## Text passage
Securing Ethereum Together: Giveth & TheDAO’s QF Approach
Exploring how Giveth & TheDAO are funding Ethereum security through quadratic funding & community coordination.
Ethereum has grown into one of the most important digital infrastructures in the world, powering DeFi, governance systems, and global-scale applications. But as the ecosystem expands, the demand for stronger security tooling has grown alongside it.
Wallet monitoring systems, exploit detection platforms, auditing infrastructure, phishing protection tools, and on-chain threat intelligence systems have become increasingly important in protecting users and protocols across Ethereum. Unlike many consumer-facing crypto applications, security tooling projects often struggle to attract sustainable funding, even though they protect billions of dollars in ecosystem value.
While application-layer projects can monetize users directly, many teams building security infrastructure operate more like public goods, where the broader ecosystem benefits from their work even when direct business incentives remain limited. As Ethereum has faced repeated phishing attacks, wallet exploits, smart contract vulnerabilities, and infrastructure risks over the years, the need to support builders developing preventative security tooling has become more evident than ever.

## Task directions
Continue the text above on funding Ethereum security tooling from where it stops.

## Entries
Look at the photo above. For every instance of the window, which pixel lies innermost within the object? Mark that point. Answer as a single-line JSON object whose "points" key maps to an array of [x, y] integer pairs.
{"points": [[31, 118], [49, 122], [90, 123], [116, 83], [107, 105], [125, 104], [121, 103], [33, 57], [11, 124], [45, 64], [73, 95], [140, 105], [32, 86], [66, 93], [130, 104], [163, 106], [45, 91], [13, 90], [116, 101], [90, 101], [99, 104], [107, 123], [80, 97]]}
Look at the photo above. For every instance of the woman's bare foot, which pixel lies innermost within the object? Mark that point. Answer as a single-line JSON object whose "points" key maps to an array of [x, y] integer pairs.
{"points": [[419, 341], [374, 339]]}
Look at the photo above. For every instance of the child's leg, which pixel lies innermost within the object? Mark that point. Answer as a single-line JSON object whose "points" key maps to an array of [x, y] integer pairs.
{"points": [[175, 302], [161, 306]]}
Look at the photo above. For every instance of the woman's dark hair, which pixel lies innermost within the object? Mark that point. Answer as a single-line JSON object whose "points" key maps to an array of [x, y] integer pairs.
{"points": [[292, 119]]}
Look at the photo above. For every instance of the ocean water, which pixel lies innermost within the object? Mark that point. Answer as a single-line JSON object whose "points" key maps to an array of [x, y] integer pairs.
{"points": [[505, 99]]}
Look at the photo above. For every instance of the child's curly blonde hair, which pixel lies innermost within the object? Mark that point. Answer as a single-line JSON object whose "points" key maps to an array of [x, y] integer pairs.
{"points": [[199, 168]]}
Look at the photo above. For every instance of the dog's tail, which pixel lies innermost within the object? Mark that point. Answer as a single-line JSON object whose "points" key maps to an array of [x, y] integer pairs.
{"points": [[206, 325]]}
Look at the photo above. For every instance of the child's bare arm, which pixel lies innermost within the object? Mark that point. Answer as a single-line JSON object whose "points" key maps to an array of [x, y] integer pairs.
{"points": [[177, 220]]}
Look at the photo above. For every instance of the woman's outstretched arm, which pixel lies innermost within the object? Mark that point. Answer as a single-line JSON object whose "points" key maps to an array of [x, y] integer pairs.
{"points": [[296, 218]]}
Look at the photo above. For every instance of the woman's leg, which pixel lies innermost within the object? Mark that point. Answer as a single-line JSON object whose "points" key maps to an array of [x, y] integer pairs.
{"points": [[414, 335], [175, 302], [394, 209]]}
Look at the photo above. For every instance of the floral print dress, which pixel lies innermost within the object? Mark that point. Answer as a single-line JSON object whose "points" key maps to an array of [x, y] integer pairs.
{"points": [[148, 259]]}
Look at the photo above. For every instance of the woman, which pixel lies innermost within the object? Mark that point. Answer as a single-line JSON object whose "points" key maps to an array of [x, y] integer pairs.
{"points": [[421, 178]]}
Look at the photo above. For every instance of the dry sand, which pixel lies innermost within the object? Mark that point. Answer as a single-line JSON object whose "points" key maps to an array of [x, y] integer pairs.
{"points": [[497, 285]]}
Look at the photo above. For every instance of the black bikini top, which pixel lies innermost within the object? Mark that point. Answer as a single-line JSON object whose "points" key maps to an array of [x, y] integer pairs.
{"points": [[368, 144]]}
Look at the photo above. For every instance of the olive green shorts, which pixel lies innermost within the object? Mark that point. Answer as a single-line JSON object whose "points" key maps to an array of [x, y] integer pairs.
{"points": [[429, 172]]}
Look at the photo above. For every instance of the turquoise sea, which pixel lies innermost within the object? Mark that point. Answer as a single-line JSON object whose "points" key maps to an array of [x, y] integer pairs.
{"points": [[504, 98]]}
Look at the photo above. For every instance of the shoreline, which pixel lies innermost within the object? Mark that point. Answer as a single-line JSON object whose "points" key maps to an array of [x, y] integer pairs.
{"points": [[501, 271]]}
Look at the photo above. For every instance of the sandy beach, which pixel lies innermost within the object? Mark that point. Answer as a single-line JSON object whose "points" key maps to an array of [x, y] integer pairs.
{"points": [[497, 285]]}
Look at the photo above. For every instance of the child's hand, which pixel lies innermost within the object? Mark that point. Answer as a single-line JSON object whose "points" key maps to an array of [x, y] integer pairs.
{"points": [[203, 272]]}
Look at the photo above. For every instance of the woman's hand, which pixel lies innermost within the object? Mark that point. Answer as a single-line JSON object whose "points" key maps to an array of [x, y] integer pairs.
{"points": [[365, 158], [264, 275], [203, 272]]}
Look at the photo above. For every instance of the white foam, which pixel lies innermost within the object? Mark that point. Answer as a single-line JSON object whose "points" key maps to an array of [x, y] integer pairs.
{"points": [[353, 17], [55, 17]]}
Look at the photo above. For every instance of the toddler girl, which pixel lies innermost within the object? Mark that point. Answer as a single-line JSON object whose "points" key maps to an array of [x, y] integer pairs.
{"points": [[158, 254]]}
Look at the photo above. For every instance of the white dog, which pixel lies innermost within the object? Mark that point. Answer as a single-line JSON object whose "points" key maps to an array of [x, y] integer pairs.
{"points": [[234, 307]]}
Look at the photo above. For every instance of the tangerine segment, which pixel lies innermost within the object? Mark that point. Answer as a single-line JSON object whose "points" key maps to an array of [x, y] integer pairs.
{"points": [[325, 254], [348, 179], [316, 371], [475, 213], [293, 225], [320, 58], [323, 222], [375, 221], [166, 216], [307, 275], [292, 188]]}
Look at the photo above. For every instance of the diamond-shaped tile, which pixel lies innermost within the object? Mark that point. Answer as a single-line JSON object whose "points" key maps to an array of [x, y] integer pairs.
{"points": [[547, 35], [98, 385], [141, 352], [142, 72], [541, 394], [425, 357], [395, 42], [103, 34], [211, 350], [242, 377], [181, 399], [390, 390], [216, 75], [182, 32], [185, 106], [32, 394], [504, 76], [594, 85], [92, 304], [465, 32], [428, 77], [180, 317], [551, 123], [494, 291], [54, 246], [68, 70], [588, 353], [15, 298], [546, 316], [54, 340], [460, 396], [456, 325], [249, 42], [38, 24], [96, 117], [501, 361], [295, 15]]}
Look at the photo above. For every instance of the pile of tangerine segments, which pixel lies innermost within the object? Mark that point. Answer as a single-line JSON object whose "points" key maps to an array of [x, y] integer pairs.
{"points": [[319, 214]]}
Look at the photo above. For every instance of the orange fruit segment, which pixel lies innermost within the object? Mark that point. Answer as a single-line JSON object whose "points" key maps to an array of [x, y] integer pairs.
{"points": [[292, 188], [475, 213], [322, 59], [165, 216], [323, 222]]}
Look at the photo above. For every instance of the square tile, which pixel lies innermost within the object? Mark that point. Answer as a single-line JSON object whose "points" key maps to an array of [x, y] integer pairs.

## Response below
This is where Quadratic Funding and Security DAOs come into play. In 2026, Ethereum’s ecosystem is experimenting with new community-driven funding approaches that aim to support public goods and security infrastructure more sustainably.
- Giveth's QF with TheDAO Security
- What is Quadratic Funding
- How a Quadratic Funding Round Works
- Why Fund Security Tooling?
- Quadratic Funding as the Solution
- TheDAO Origin story
- Giveth Platform & Mechanisms
- Projects Securing Ethereum
- Challenges & Mitigations
Giveth's QF with TheDAO Security
The Ethereum Security Quadratic Funding Round is currently live on Giveth, bringing together nearly 100 projects focused on improving the ecosystem. This first-of-its-kind round features a 500-ETH matching pool (over $1M) running from April 23, 2026, to May 15, 2026.
Unlike traditional grant programs, this round is not just about distributing funds. It is about testing a fundamentally different way of allocating resources based on collective belief. To make Ethereum more secure, the ecosystem is encouraging more people to build tools and share ideas that can find problems early.
This is possible because of public goods funding, especially when combined with Quadratic Funding (QF) for Ethereum security. Instead of relying on a few big donors, this system lets many people with small contributions decide what to fund, making security a shared effort across the community.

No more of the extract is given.